Travail à faire:
1. Reproduisez le passage de l'extrait sur Histoires de cochons compris entre "Abdelkader Djémaï est" et "du diable ?).", bornes incluses.
2. Selon l'extrait sur Histoires de cochons, à quelle occasion Abdelkader Djémaï reçut-il la révélation des vertus du porc ?
3. Traduisez en anglais cette phrase de l'extrait sur Histoires de cochons : « Abdelkader Djémaï est un écrivain bien connu à Vézelay. »
*** Extrait du document ***
Abdelkader Djémaï est un écrivain bien connu à Vézelay. Il y fut le premier écrivain en résidence à la Maison Jules Roy. Christian Limousin nous parle de son dernier livre, Histoires de cochons aux éditions Michalon.
Cochon, mon
semblable, mon frère …
Abdelkader
Djémaï reçut la révélation des éminentes vertus du porc lors d’une Saint-Cochon
en Bigorre. Aussi le livre qu’il publie aujourd’hui est-il une tentative
plaisante de réhabilitation de cet animal souvent décrié pour sa saleté et sa
goinfrerie après avoir été suspecté par les religions du Livre (ses sabots
fendus ne sont-ils pas semblables à ceux du diable ?).
*** Données fournies ***
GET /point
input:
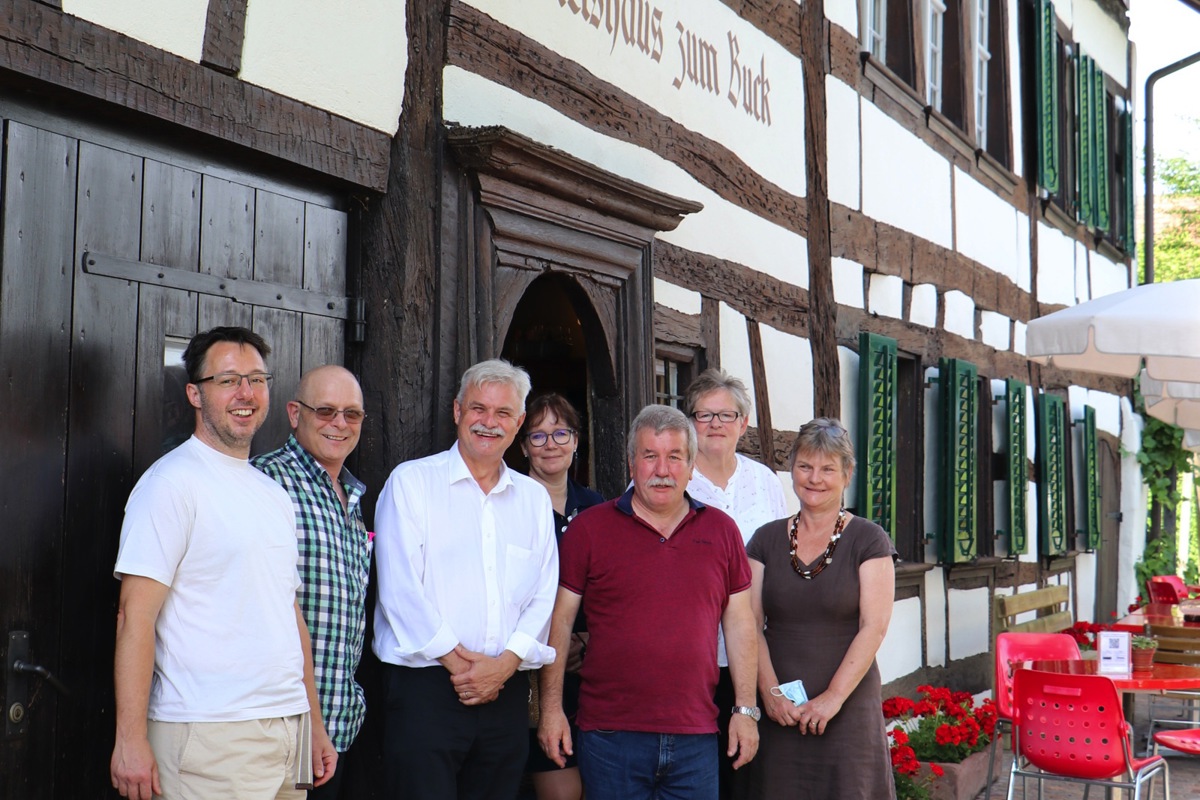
***
Corrigé des exercices:
1.
Abdelkader Djémaï est un écrivain bien connu à Vézelay. Il y fut le premier écrivain en résidence à la Maison Jules Roy. Christian Limousin nous parle de son dernier livre, Histoires de cochons aux éditions Michalon.
Cochon, mon
semblable, mon frère …
Abdelkader
Djémaï reçut la révélation des éminentes vertus du porc lors d’une Saint-Cochon
en Bigorre. Aussi le livre qu’il publie aujourd’hui est-il une tentative
plaisante de réhabilitation de cet animal souvent décrié pour sa saleté et sa
goinfrerie après avoir été suspecté par les religions du Livre (ses sabots
fendus ne sont-ils pas semblables à ceux du diable ?).

2. Lors d'une Saint-Cochon en Bigorre.

3. Abdelkader Djémaï is a well-known writer in Vézelay.